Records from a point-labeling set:
※

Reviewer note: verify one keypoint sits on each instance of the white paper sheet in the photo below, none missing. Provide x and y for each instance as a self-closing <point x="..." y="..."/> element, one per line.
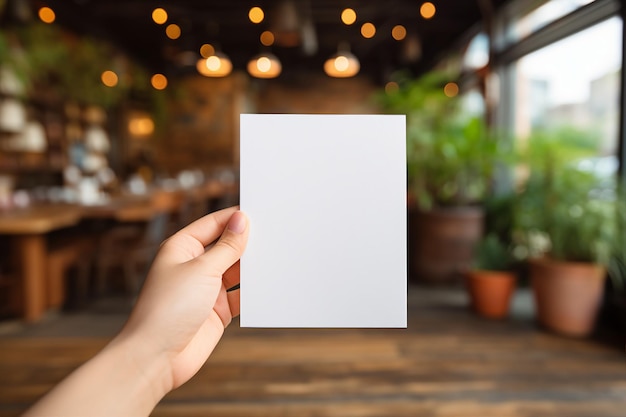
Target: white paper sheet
<point x="326" y="198"/>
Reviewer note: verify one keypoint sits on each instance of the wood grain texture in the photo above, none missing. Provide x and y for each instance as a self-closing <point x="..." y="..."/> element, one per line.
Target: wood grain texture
<point x="447" y="363"/>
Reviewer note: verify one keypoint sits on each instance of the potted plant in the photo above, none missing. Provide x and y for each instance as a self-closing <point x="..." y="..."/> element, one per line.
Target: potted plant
<point x="565" y="225"/>
<point x="491" y="280"/>
<point x="450" y="161"/>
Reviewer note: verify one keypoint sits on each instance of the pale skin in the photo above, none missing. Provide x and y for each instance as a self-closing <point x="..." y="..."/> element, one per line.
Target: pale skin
<point x="178" y="320"/>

※

WORK INSTRUCTIONS:
Rewrite the lines above as a numbered list, skipping any blank lines. Leave the pictures out of your answer.

THE REPLY:
1. Reviewer note: verify one keypoint sits on each instance of the white paper sheet in the photo below, none missing. Provide x and y for each instance as a self-closing <point x="..." y="..."/> element, one per line.
2. Target: white paper sheet
3. <point x="326" y="198"/>
4. Reviewer note: verify one keypoint sits on each instance of the wood grain texture in the photo above, none missing. Provide x and y for each instance as a self-closing <point x="..." y="..."/> element, one per line.
5. Target: wood grain texture
6. <point x="447" y="363"/>
7. Reviewer note: verify one keypoint sits on each instance of the potted plant in the photo above, none missing. Provide x and y for each instance as a self-closing <point x="..." y="..."/> element, one per line.
8. Target: potted plant
9. <point x="565" y="225"/>
10. <point x="491" y="280"/>
11. <point x="450" y="161"/>
12. Reviewer note: verify one keypoint sits on each instance of the pale skin in the photo above, none missing. Provide x and y for each instance as a self-closing <point x="..." y="..."/> element, one per line.
13. Target: pale skin
14. <point x="178" y="320"/>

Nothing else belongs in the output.